◆ Page text ◆
Monthly Archives: December 2014

A measure of metadata improvement in the UNT Libraries Digital Collections

The Portal to Texas History is working with the Digital Public Library of America as a Service Hub for the state of Texas.  As part of this work we are spending time working on a number of projects to improve the number and quality of metadata records in the Portal.

We have a number of student assistants within the UNT Libraries who are working to create metadata for items in our system that do not have complete metadata records.  In doing so we are able to make these items available to the general public.  I thought it might be interesting to write a bit about how we are measuring this work and showing that we are in fact making more content available.

What is a hidden record?

◆ Material supplied ◆

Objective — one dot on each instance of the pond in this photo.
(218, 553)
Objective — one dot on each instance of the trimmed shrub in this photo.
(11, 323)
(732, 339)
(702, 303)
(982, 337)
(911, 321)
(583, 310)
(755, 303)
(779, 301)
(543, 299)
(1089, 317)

◆ Set tasks ◆
1) In the metadata improvement post, substitute "library staff members" for "student assistants" and reproduce the passage that begins at the words "A measure of" and stops after "a hidden record?".
2) Proceed with the metadata improvement post from the point where it stops.

◆ The results ◆
1)
A measure of metadata improvement in the UNT Libraries Digital Collections

The Portal to Texas History is working with the Digital Public Library of America as a Service Hub for the state of Texas.  As part of this work we are spending time working on a number of projects to improve the number and quality of metadata records in the Portal.

We have a number of library staff members within the UNT Libraries who are working to create metadata for items in our system that do not have complete metadata records.  In doing so we are able to make these items available to the general public.  I thought it might be interesting to write a bit about how we are measuring this work and showing that we are in fact making more content available.

What is a hidden record?

2)
We have to kinds of records that get loaded into our digital library systems.  Records that are completely fleshed out and “live” and records that are minimal in nature and serve as a placeholder until the full record is created.  The minimal records almost always go into the system in a hidden state while the full records are most often loaded unhidden or published. There are situations where we load these full records into the system as hidden records but that is fairly rare.

How many hidden records?

When we started working on the Service Hubs project with DPLA we had 39,851 metadata records in the system that were hidden out of a total of 754,944 total metadata records.  This is about 5% of the records in the system in a hidden state.  

Why so many?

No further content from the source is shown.